§ **GIVEN TASK**: Can you print every record below exactly as written?
- - -
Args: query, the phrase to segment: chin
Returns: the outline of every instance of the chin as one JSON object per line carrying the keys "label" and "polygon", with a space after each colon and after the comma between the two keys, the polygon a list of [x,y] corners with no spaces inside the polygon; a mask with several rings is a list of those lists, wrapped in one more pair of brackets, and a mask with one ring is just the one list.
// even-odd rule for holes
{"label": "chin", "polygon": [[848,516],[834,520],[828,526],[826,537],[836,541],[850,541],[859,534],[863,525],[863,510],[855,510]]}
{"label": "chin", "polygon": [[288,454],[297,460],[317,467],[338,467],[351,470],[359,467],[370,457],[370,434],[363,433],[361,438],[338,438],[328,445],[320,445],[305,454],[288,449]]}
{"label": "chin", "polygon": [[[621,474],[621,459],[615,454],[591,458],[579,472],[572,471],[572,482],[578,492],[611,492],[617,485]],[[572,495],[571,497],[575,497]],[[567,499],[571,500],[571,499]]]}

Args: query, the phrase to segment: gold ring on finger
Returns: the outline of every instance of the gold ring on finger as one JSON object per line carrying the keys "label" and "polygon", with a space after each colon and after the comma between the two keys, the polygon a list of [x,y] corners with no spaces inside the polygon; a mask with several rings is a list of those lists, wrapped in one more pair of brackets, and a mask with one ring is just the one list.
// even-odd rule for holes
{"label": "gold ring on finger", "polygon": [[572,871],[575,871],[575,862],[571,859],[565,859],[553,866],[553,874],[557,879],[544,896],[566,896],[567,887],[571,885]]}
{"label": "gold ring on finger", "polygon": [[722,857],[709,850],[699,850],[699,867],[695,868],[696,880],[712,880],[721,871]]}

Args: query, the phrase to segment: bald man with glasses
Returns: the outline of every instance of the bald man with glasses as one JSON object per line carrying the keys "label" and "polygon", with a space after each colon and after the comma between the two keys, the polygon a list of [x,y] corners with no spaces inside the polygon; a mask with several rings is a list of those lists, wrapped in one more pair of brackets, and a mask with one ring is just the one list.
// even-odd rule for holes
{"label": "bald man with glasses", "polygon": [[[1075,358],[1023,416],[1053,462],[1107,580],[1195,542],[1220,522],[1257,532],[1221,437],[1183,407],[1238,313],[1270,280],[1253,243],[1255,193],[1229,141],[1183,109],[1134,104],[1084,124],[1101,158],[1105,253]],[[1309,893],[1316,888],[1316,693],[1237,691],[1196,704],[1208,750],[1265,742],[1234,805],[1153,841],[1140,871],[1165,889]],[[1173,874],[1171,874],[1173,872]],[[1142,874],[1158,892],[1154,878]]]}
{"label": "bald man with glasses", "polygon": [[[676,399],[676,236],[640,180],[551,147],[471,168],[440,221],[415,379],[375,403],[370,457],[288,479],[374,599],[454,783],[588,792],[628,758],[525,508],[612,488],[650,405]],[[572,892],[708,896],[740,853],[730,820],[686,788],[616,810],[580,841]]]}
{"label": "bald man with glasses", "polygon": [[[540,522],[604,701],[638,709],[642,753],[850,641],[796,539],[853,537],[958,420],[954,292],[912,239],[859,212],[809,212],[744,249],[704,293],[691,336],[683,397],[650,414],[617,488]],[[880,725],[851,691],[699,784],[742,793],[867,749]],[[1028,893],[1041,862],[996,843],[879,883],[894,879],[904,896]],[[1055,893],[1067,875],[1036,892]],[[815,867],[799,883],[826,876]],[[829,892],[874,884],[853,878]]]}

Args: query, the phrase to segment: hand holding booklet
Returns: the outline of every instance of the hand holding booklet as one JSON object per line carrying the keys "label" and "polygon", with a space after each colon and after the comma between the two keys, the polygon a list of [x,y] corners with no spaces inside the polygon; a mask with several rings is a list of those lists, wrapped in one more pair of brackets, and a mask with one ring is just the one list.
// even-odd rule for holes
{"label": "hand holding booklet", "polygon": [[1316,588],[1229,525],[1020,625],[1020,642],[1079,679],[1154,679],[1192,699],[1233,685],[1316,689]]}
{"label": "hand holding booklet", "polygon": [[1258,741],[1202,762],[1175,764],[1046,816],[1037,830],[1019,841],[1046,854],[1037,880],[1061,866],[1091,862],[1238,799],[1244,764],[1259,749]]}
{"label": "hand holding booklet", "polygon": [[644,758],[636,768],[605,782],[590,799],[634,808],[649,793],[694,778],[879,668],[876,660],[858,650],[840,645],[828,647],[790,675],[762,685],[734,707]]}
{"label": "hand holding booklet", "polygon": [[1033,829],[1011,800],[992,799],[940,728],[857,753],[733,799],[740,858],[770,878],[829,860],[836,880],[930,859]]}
- - -
§ **FINISHED TASK**:
Args: query, the phrase to segment: chin
Returns: the outline of every instance of the chin as one JSON object per line carrying the keys "label" and "polygon", with a space after each colon and after the comma between the two keys, the polygon a list of [x,y] corners with no spaces inside the polygon; a mask with several rings is a list of those lists, wrapped in one more pair of brackets, and a mask with one ring is just the one list.
// even-odd rule for holes
{"label": "chin", "polygon": [[848,516],[834,520],[828,526],[826,537],[836,541],[850,541],[859,534],[863,525],[863,510],[855,510]]}
{"label": "chin", "polygon": [[288,454],[297,460],[317,467],[338,467],[351,470],[359,467],[370,457],[370,434],[363,433],[361,438],[338,438],[328,445],[320,445],[305,454],[288,449]]}
{"label": "chin", "polygon": [[[621,474],[621,459],[615,454],[591,458],[579,472],[572,471],[572,482],[578,492],[611,492],[617,485]],[[572,495],[571,497],[575,497]],[[567,499],[571,500],[571,499]]]}

Args: query, the phrase to segment: gold ring on finger
Returns: the outline of every instance of the gold ring on finger as one JSON object per line carrying the keys "label" and "polygon", with a space after each colon and after the comma between the two keys, the polygon a list of [x,y] corners with no spaces inside the polygon; a mask with several rings is a list of those lists, wrapped in one more pair of brackets, and a mask with one ring is just the one list.
// even-odd rule for holes
{"label": "gold ring on finger", "polygon": [[572,871],[575,871],[575,862],[571,859],[565,859],[553,866],[553,874],[557,879],[544,896],[566,896],[567,887],[571,885]]}
{"label": "gold ring on finger", "polygon": [[722,857],[709,850],[699,850],[699,867],[695,868],[696,880],[712,880],[721,871]]}

Args: query, the phrase to segment: bald man with glasses
Returns: the outline of every instance of the bald man with glasses as one JSON object per line carrying the keys "label" and "polygon", with a space after each colon and after the comma between the two keys, the polygon a list of [x,y] corners with no spaces inside the polygon; a mask with several rings is a list of those lists, wrapped in one more pair of brackets, and a mask with one ring is just the one list.
// even-odd rule for holes
{"label": "bald man with glasses", "polygon": [[[1075,358],[1023,416],[1053,462],[1107,580],[1195,542],[1220,522],[1257,532],[1221,437],[1183,407],[1238,313],[1270,280],[1253,243],[1255,193],[1229,141],[1183,109],[1134,104],[1084,124],[1101,158],[1105,253]],[[1309,893],[1316,888],[1316,693],[1237,691],[1196,704],[1208,750],[1265,742],[1234,805],[1153,841],[1140,871],[1165,889]],[[1173,874],[1171,874],[1173,872]],[[1142,874],[1158,892],[1154,878]]]}
{"label": "bald man with glasses", "polygon": [[[676,399],[676,236],[640,180],[551,147],[471,168],[440,221],[415,379],[375,403],[370,457],[288,479],[374,599],[454,783],[588,792],[628,758],[525,508],[612,488],[650,405]],[[572,892],[708,896],[740,853],[730,820],[686,788],[616,810],[580,841]]]}
{"label": "bald man with glasses", "polygon": [[[540,522],[604,701],[638,709],[642,753],[850,641],[796,539],[853,537],[958,420],[954,292],[912,239],[859,212],[809,212],[744,249],[704,293],[691,336],[683,397],[650,414],[617,488]],[[880,725],[851,691],[699,784],[742,793],[867,749]],[[1028,893],[1041,862],[996,843],[879,883],[894,879],[904,896]],[[1055,893],[1067,875],[1036,892]],[[815,867],[799,883],[826,876]],[[829,892],[874,884],[853,878]]]}

Args: query, the phrase to segment: hand holding booklet
Returns: the outline of every instance of the hand holding booklet as one JSON object per line carrying the keys "label" and "polygon", with a space after each colon and after the comma between the two keys, the polygon a list of [x,y] corners with no spaces inside the polygon; a mask with several rings is a list of those lists, wrapped in one more pair of brackets, and a mask with one ring is just the one list.
// even-odd rule for holes
{"label": "hand holding booklet", "polygon": [[1316,588],[1229,525],[1020,625],[1020,642],[1079,679],[1154,679],[1192,699],[1233,685],[1316,689]]}
{"label": "hand holding booklet", "polygon": [[1258,741],[1202,762],[1175,764],[1046,816],[1037,830],[1019,841],[1046,854],[1037,880],[1061,866],[1091,862],[1238,799],[1244,764],[1259,749]]}
{"label": "hand holding booklet", "polygon": [[644,758],[636,768],[605,782],[590,799],[634,808],[649,793],[694,778],[879,668],[876,660],[858,650],[840,645],[828,647],[790,675],[762,685],[734,707]]}
{"label": "hand holding booklet", "polygon": [[1033,829],[1011,800],[992,799],[940,728],[857,753],[733,799],[740,858],[770,878],[829,860],[836,880],[930,859]]}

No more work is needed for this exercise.